--- PROBLEM TO SOLVE ---
Please copy out the part of the listing that begins at the line containing "Find every occurrence of rocky" and ends with the line containing "43,207 -> 333,599", both included, character for character.

#### PROVIDED RECORDS ####

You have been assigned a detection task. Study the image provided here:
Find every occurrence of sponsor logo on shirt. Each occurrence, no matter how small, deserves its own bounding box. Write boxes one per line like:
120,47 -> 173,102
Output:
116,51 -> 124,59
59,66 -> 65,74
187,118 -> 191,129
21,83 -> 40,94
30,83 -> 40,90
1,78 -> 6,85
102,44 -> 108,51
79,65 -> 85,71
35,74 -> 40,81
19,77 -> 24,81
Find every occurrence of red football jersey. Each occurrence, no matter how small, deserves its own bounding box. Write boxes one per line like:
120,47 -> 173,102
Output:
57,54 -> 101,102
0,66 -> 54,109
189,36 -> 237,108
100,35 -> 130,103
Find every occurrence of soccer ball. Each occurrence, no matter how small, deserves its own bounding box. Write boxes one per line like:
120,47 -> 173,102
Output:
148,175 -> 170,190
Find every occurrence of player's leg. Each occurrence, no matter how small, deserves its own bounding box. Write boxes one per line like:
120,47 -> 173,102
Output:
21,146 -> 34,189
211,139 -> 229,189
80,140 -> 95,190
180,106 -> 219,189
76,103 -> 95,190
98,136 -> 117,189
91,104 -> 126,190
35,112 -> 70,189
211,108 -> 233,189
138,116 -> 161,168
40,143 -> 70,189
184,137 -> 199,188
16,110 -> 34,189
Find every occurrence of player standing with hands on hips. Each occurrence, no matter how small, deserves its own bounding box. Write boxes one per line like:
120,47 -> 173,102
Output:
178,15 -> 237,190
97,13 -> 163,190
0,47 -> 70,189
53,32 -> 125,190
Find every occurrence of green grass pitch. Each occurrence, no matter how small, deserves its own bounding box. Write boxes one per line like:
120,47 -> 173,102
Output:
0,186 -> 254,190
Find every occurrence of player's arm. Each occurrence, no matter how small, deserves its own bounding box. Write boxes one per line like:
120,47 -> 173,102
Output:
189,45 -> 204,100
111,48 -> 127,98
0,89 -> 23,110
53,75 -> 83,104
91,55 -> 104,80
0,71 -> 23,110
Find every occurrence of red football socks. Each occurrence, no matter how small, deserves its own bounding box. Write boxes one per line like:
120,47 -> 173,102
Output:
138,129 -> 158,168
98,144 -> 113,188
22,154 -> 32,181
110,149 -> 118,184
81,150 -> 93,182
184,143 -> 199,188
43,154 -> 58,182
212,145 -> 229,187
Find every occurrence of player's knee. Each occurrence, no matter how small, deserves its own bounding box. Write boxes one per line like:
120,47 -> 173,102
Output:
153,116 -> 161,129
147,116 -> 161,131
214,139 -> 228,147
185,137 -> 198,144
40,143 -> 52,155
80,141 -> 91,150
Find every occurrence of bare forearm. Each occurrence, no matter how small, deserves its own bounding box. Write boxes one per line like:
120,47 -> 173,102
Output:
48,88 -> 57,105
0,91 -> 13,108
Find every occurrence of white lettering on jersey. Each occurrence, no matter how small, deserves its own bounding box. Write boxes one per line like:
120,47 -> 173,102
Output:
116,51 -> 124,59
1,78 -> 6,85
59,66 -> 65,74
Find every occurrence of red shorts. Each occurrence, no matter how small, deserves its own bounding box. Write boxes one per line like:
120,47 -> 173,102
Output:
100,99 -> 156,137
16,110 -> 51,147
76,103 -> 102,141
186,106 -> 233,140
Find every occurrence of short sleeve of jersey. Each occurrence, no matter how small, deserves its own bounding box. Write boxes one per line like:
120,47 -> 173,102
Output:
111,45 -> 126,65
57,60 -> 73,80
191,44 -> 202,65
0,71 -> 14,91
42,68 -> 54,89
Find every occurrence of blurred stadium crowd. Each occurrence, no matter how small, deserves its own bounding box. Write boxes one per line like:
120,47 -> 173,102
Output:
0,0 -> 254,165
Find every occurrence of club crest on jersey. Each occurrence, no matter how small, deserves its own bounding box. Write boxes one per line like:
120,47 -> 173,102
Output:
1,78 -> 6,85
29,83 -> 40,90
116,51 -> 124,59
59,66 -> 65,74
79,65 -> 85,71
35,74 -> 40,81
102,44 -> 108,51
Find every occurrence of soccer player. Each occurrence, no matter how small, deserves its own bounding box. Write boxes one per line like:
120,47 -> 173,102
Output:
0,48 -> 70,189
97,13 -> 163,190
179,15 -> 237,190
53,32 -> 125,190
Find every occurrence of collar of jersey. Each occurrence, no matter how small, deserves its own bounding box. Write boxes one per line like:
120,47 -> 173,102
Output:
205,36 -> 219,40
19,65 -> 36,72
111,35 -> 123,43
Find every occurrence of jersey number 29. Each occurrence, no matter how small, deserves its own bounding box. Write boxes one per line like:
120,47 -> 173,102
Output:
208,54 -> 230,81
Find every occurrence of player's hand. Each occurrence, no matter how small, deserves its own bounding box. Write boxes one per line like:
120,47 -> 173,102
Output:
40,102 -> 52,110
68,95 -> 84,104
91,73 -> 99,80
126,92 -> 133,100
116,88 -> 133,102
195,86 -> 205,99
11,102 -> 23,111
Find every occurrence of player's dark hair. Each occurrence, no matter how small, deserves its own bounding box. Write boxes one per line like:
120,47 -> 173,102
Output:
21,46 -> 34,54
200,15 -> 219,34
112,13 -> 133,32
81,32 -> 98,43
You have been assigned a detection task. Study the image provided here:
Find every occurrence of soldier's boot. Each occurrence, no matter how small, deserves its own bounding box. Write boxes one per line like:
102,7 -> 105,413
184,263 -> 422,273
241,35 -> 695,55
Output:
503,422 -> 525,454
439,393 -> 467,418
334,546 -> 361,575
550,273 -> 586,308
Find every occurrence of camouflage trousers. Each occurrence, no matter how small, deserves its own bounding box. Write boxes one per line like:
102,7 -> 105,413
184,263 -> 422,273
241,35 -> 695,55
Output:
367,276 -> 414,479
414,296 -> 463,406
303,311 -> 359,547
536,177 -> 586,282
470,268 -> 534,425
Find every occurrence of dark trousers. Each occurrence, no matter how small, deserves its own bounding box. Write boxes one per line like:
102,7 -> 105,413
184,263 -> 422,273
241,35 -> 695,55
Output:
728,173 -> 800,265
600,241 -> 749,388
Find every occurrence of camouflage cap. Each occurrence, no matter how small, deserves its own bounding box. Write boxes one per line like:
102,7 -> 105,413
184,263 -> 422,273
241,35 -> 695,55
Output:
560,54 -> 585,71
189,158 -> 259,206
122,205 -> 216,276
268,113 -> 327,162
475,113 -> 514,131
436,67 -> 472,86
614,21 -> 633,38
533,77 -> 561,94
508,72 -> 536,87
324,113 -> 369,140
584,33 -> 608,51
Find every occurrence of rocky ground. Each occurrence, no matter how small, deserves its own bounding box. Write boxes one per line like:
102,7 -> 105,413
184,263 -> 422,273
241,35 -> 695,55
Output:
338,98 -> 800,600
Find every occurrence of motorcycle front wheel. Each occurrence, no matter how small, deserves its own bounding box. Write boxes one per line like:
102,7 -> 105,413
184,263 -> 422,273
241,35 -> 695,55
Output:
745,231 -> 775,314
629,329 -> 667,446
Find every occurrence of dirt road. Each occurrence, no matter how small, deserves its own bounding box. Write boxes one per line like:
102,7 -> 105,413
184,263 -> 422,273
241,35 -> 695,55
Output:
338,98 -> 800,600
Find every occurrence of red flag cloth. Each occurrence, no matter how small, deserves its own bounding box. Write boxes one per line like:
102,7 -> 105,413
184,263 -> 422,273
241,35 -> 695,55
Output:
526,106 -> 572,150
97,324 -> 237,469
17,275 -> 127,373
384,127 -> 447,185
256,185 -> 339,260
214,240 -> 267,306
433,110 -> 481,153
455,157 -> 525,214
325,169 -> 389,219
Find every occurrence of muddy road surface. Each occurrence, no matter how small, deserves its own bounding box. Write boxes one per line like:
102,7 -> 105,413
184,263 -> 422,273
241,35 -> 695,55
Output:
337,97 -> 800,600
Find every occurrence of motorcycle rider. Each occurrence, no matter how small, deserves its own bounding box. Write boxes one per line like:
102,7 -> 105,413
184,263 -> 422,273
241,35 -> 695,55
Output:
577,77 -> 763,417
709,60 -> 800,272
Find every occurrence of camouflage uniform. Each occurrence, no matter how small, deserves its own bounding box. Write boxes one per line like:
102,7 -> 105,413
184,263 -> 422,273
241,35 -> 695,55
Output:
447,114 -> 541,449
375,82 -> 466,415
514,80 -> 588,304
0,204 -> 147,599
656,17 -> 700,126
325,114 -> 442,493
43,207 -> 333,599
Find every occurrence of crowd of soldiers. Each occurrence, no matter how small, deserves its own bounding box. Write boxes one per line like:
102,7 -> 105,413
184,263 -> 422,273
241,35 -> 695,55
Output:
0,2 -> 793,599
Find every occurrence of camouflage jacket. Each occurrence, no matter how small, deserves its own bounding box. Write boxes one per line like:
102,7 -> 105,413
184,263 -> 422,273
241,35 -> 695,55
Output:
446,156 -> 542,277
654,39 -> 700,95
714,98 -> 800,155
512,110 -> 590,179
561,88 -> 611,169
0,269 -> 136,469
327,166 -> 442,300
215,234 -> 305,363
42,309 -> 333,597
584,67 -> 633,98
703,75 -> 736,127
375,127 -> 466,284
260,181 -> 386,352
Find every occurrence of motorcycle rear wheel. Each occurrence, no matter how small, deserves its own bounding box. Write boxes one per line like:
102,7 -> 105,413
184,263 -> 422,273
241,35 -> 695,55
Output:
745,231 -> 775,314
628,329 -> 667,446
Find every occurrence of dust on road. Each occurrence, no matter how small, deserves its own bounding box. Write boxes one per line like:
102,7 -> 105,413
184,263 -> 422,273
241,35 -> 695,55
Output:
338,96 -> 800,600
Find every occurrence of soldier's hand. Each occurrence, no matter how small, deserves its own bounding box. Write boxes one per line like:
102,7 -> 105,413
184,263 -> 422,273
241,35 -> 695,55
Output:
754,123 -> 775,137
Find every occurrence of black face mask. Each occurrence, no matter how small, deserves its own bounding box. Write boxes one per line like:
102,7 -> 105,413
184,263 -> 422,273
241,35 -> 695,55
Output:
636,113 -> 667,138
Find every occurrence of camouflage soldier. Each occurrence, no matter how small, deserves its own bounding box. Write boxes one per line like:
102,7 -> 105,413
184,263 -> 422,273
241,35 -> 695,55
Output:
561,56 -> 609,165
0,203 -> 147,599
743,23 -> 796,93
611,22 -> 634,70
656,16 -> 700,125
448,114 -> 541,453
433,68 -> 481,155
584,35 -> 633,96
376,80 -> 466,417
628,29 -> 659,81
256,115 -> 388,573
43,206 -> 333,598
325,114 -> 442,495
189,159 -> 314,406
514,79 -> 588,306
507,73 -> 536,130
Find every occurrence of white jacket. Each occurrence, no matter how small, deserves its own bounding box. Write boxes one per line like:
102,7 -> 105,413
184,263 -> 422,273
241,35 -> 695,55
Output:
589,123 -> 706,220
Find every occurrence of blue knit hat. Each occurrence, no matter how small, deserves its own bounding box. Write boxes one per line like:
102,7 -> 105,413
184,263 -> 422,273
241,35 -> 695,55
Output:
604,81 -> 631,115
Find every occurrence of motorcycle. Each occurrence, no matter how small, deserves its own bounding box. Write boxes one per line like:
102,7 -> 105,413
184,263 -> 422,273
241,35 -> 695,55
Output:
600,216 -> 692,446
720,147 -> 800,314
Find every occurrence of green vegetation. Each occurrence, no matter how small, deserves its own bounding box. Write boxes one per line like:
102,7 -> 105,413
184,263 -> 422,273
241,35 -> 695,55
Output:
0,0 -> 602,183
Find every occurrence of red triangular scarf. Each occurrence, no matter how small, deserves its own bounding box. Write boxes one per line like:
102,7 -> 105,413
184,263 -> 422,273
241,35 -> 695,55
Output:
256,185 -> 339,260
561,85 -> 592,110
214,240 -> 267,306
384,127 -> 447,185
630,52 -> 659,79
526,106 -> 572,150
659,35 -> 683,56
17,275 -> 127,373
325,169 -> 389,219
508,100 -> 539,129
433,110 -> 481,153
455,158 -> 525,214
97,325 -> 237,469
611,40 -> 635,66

####

--- THE SOLUTION ---
Find every occurrence of rocky ground. Each occurrence, no matter how small, deserves its own bounding box. Write boxes one per line like:
102,7 -> 105,413
184,263 -> 422,273
241,35 -> 695,55
Output:
338,98 -> 800,600
Find every occurrence of motorcycle front wheel. Each occurrence, no matter how small, deserves its own bounding box. Write boxes one per line like:
102,7 -> 105,413
184,263 -> 422,273
241,35 -> 695,55
Output:
745,231 -> 775,314
629,329 -> 667,446
Find every occurrence of dirt road. Each occurrence, no matter how small, deserves its own bounding box. Write boxes one per line like:
102,7 -> 105,413
184,263 -> 422,273
241,35 -> 695,55
Output:
338,98 -> 800,600
Find every occurrence of red flag cloth. Each occurrence, no matter how small, deserves its own bounding box. Write boxes one per line like:
102,7 -> 105,413
184,263 -> 422,273
241,35 -> 695,55
Output:
526,106 -> 572,150
97,324 -> 237,469
17,275 -> 127,373
384,127 -> 447,185
256,185 -> 339,260
214,240 -> 267,306
433,110 -> 481,153
455,157 -> 525,214
325,169 -> 389,219
Find every occurrence of muddy road surface. Each occurrence, no matter how small, deserves its own bounding box. Write boxes one per line like:
102,7 -> 105,413
184,263 -> 422,273
241,35 -> 695,55
Output:
337,97 -> 800,600
Find every occurrence of motorcycle rider. Each occurrence, no matter how small, deserves its own bounding box. Write boxes one per line like:
102,7 -> 105,413
184,263 -> 422,273
241,35 -> 695,55
Output:
577,77 -> 763,417
709,60 -> 800,272
Find every occurrence of camouflage uniform. Each occurrence, no matter how small, deserves its own bounding box. Write boxes one per line like:
102,7 -> 105,413
184,263 -> 422,273
241,35 -> 695,55
Output:
447,114 -> 541,449
375,82 -> 466,415
514,80 -> 588,304
0,204 -> 147,599
656,17 -> 700,126
325,114 -> 442,493
43,207 -> 333,599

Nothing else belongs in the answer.